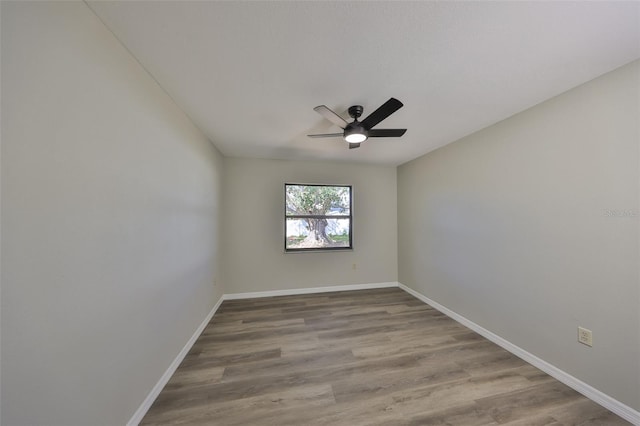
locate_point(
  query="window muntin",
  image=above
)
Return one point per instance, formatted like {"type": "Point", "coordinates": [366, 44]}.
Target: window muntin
{"type": "Point", "coordinates": [318, 217]}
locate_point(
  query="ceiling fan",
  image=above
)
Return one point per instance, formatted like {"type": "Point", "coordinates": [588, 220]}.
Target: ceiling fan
{"type": "Point", "coordinates": [357, 132]}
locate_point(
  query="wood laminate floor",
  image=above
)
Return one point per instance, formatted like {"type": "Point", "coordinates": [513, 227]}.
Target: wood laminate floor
{"type": "Point", "coordinates": [370, 357]}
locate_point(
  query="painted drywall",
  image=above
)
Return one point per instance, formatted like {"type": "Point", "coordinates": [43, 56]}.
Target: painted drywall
{"type": "Point", "coordinates": [110, 201]}
{"type": "Point", "coordinates": [253, 235]}
{"type": "Point", "coordinates": [529, 228]}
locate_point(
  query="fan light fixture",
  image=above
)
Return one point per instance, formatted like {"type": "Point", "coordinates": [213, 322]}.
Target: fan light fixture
{"type": "Point", "coordinates": [356, 136]}
{"type": "Point", "coordinates": [357, 132]}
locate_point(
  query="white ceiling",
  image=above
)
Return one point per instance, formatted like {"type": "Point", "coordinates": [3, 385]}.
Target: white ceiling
{"type": "Point", "coordinates": [249, 73]}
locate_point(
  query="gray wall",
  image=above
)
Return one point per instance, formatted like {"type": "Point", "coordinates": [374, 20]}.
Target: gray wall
{"type": "Point", "coordinates": [254, 255]}
{"type": "Point", "coordinates": [530, 228]}
{"type": "Point", "coordinates": [110, 201]}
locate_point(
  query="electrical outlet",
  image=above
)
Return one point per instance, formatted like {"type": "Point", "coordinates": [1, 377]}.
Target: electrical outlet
{"type": "Point", "coordinates": [585, 336]}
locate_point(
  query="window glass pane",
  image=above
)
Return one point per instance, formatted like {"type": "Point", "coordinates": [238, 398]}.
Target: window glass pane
{"type": "Point", "coordinates": [317, 200]}
{"type": "Point", "coordinates": [320, 233]}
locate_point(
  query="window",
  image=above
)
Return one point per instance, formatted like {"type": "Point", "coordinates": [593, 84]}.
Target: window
{"type": "Point", "coordinates": [317, 217]}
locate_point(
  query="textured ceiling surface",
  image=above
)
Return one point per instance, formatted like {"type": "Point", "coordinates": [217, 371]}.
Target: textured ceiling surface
{"type": "Point", "coordinates": [249, 73]}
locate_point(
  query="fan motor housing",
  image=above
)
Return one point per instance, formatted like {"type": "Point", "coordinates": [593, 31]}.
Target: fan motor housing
{"type": "Point", "coordinates": [355, 111]}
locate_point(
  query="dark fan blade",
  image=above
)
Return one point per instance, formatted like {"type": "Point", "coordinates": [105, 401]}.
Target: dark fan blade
{"type": "Point", "coordinates": [331, 116]}
{"type": "Point", "coordinates": [326, 135]}
{"type": "Point", "coordinates": [387, 108]}
{"type": "Point", "coordinates": [386, 133]}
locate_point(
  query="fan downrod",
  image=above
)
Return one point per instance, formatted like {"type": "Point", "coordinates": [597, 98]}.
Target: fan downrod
{"type": "Point", "coordinates": [355, 111]}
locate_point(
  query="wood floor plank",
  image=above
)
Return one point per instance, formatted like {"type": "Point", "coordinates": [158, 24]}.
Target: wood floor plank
{"type": "Point", "coordinates": [370, 357]}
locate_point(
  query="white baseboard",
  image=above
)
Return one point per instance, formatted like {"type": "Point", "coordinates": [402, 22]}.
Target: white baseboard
{"type": "Point", "coordinates": [146, 404]}
{"type": "Point", "coordinates": [296, 291]}
{"type": "Point", "coordinates": [589, 391]}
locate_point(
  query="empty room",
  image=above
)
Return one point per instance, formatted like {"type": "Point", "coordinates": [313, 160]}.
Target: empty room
{"type": "Point", "coordinates": [319, 213]}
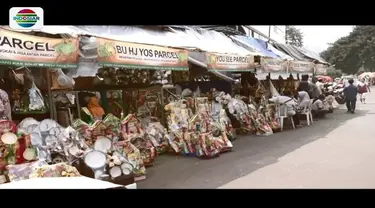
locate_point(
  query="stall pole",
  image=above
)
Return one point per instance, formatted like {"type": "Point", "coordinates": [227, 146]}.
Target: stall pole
{"type": "Point", "coordinates": [50, 96]}
{"type": "Point", "coordinates": [162, 105]}
{"type": "Point", "coordinates": [78, 106]}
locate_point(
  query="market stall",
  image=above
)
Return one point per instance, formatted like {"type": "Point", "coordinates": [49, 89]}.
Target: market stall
{"type": "Point", "coordinates": [28, 64]}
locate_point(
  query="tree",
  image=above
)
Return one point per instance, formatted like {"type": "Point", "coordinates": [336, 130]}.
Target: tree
{"type": "Point", "coordinates": [351, 52]}
{"type": "Point", "coordinates": [293, 36]}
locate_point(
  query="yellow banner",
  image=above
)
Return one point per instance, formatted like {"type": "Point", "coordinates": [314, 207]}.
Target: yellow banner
{"type": "Point", "coordinates": [20, 49]}
{"type": "Point", "coordinates": [321, 69]}
{"type": "Point", "coordinates": [301, 67]}
{"type": "Point", "coordinates": [273, 65]}
{"type": "Point", "coordinates": [113, 53]}
{"type": "Point", "coordinates": [229, 62]}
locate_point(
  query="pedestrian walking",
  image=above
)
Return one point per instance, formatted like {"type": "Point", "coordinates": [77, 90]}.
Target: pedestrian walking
{"type": "Point", "coordinates": [350, 93]}
{"type": "Point", "coordinates": [362, 90]}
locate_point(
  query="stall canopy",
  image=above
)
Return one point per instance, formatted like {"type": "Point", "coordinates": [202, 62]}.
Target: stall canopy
{"type": "Point", "coordinates": [252, 43]}
{"type": "Point", "coordinates": [312, 55]}
{"type": "Point", "coordinates": [281, 54]}
{"type": "Point", "coordinates": [228, 55]}
{"type": "Point", "coordinates": [291, 51]}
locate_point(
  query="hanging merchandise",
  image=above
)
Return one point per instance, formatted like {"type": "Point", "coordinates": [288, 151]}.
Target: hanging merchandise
{"type": "Point", "coordinates": [240, 111]}
{"type": "Point", "coordinates": [259, 120]}
{"type": "Point", "coordinates": [158, 135]}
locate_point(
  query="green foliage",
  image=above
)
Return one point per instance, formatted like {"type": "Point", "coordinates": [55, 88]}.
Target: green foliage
{"type": "Point", "coordinates": [294, 36]}
{"type": "Point", "coordinates": [332, 72]}
{"type": "Point", "coordinates": [351, 52]}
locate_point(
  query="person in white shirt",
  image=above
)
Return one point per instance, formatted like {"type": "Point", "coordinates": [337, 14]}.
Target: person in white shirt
{"type": "Point", "coordinates": [287, 102]}
{"type": "Point", "coordinates": [292, 107]}
{"type": "Point", "coordinates": [303, 99]}
{"type": "Point", "coordinates": [319, 110]}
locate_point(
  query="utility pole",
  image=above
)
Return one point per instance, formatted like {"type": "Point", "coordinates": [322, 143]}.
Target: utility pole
{"type": "Point", "coordinates": [269, 33]}
{"type": "Point", "coordinates": [286, 36]}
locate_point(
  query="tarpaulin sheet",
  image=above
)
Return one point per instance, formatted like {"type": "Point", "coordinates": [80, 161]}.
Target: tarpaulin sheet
{"type": "Point", "coordinates": [251, 42]}
{"type": "Point", "coordinates": [281, 54]}
{"type": "Point", "coordinates": [311, 55]}
{"type": "Point", "coordinates": [291, 51]}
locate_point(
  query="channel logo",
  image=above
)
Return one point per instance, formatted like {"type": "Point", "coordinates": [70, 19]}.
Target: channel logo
{"type": "Point", "coordinates": [26, 18]}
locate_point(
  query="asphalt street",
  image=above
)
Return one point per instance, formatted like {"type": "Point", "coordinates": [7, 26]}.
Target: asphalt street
{"type": "Point", "coordinates": [336, 152]}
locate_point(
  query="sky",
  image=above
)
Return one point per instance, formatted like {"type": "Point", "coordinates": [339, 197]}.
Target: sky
{"type": "Point", "coordinates": [316, 38]}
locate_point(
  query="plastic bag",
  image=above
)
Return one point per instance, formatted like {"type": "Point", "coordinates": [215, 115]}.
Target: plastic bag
{"type": "Point", "coordinates": [22, 171]}
{"type": "Point", "coordinates": [36, 99]}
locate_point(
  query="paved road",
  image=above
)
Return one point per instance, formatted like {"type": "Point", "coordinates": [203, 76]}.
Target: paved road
{"type": "Point", "coordinates": [336, 152]}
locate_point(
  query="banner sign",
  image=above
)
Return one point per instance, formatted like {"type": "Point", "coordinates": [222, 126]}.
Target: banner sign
{"type": "Point", "coordinates": [321, 69]}
{"type": "Point", "coordinates": [229, 62]}
{"type": "Point", "coordinates": [113, 53]}
{"type": "Point", "coordinates": [301, 67]}
{"type": "Point", "coordinates": [18, 49]}
{"type": "Point", "coordinates": [273, 65]}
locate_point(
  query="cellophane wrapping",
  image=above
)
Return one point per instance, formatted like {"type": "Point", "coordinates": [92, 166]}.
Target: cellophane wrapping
{"type": "Point", "coordinates": [23, 171]}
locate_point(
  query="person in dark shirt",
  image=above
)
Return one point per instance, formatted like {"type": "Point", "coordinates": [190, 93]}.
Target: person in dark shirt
{"type": "Point", "coordinates": [350, 93]}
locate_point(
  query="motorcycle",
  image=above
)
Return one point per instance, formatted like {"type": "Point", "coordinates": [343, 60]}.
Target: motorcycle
{"type": "Point", "coordinates": [339, 95]}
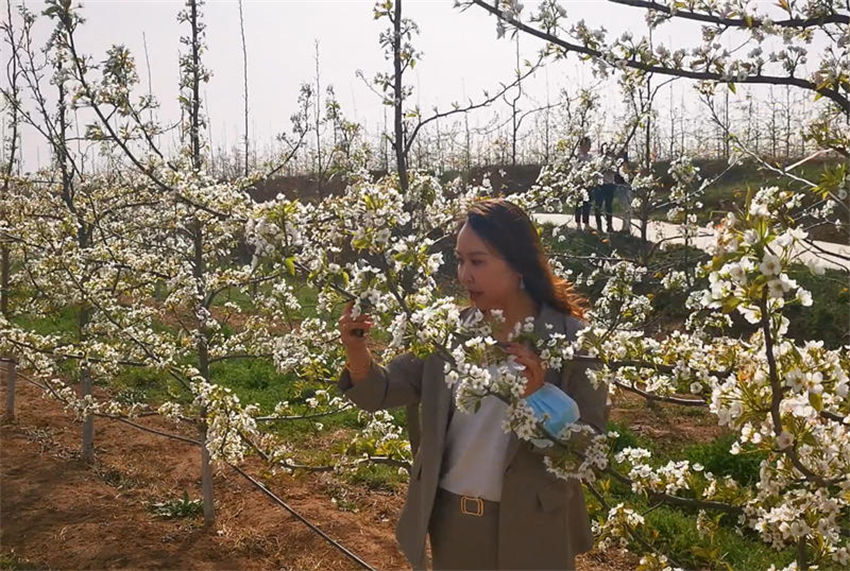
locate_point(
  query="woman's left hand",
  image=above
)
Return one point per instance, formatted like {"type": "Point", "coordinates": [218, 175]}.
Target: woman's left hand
{"type": "Point", "coordinates": [534, 367]}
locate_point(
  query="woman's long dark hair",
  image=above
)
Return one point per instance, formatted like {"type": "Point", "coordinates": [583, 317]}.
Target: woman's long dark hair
{"type": "Point", "coordinates": [509, 230]}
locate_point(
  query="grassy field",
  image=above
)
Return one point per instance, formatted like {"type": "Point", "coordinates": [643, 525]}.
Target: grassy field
{"type": "Point", "coordinates": [670, 433]}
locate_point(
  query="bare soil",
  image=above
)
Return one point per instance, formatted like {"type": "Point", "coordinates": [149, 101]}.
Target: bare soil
{"type": "Point", "coordinates": [57, 512]}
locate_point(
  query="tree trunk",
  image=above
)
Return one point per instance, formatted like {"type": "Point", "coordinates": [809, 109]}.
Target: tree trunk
{"type": "Point", "coordinates": [195, 118]}
{"type": "Point", "coordinates": [398, 104]}
{"type": "Point", "coordinates": [206, 481]}
{"type": "Point", "coordinates": [87, 448]}
{"type": "Point", "coordinates": [245, 80]}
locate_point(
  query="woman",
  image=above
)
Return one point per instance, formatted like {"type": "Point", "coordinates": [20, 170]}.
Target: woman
{"type": "Point", "coordinates": [485, 497]}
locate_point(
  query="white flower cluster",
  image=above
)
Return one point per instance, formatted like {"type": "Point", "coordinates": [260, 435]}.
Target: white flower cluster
{"type": "Point", "coordinates": [228, 423]}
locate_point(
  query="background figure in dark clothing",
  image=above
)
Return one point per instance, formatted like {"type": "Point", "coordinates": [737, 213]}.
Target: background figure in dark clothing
{"type": "Point", "coordinates": [583, 209]}
{"type": "Point", "coordinates": [605, 192]}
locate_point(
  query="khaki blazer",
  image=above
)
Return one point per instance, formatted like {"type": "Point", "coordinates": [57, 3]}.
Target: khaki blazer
{"type": "Point", "coordinates": [543, 521]}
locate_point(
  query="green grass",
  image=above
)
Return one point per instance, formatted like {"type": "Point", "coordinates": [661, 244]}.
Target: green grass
{"type": "Point", "coordinates": [11, 561]}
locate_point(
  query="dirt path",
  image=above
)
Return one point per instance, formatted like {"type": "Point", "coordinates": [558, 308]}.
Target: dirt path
{"type": "Point", "coordinates": [57, 512]}
{"type": "Point", "coordinates": [832, 255]}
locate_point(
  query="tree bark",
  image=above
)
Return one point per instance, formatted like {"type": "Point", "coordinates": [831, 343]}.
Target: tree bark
{"type": "Point", "coordinates": [400, 142]}
{"type": "Point", "coordinates": [206, 481]}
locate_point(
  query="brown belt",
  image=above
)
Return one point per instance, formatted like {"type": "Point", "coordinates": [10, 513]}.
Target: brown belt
{"type": "Point", "coordinates": [469, 505]}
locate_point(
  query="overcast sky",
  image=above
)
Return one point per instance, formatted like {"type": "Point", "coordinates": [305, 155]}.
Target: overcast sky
{"type": "Point", "coordinates": [461, 55]}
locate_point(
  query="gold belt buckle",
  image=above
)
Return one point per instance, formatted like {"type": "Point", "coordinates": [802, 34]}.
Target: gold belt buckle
{"type": "Point", "coordinates": [476, 503]}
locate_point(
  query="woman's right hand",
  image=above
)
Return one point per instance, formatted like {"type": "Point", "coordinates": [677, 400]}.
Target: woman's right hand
{"type": "Point", "coordinates": [354, 330]}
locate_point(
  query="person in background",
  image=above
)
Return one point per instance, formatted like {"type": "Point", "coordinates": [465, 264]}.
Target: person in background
{"type": "Point", "coordinates": [583, 208]}
{"type": "Point", "coordinates": [605, 192]}
{"type": "Point", "coordinates": [624, 191]}
{"type": "Point", "coordinates": [483, 497]}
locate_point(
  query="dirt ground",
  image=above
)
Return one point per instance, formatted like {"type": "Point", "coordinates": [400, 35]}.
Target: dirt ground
{"type": "Point", "coordinates": [57, 512]}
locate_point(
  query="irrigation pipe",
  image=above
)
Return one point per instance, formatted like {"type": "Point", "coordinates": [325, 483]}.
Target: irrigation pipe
{"type": "Point", "coordinates": [256, 483]}
{"type": "Point", "coordinates": [303, 520]}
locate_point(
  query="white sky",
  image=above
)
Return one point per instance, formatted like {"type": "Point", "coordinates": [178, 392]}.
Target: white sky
{"type": "Point", "coordinates": [461, 55]}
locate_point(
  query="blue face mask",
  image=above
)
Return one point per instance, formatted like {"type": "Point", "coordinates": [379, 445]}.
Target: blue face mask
{"type": "Point", "coordinates": [553, 407]}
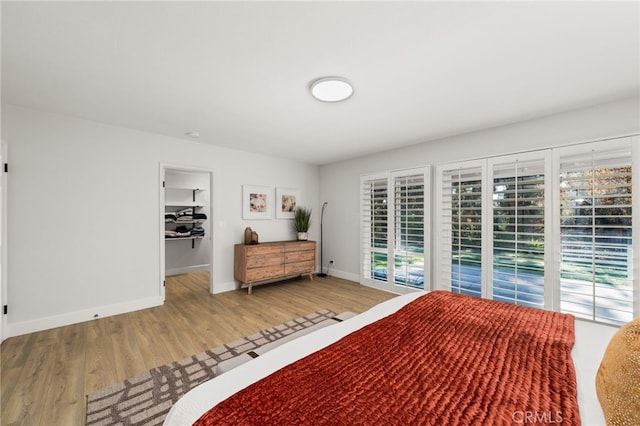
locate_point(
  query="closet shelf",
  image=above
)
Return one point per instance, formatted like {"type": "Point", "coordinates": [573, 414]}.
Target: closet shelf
{"type": "Point", "coordinates": [183, 238]}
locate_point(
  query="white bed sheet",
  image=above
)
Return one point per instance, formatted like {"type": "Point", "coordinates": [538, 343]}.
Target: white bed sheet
{"type": "Point", "coordinates": [591, 342]}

• • • •

▶ **Task prompt**: Please report, copied in full, each line of the records above that contains the word "woman".

▶ **Result for this exercise**:
  query="woman's left hand",
Target: woman's left hand
  query="woman's long dark hair",
Target: woman's long dark hair
  query="woman",
Target: woman
  query="woman's right hand",
Target: woman's right hand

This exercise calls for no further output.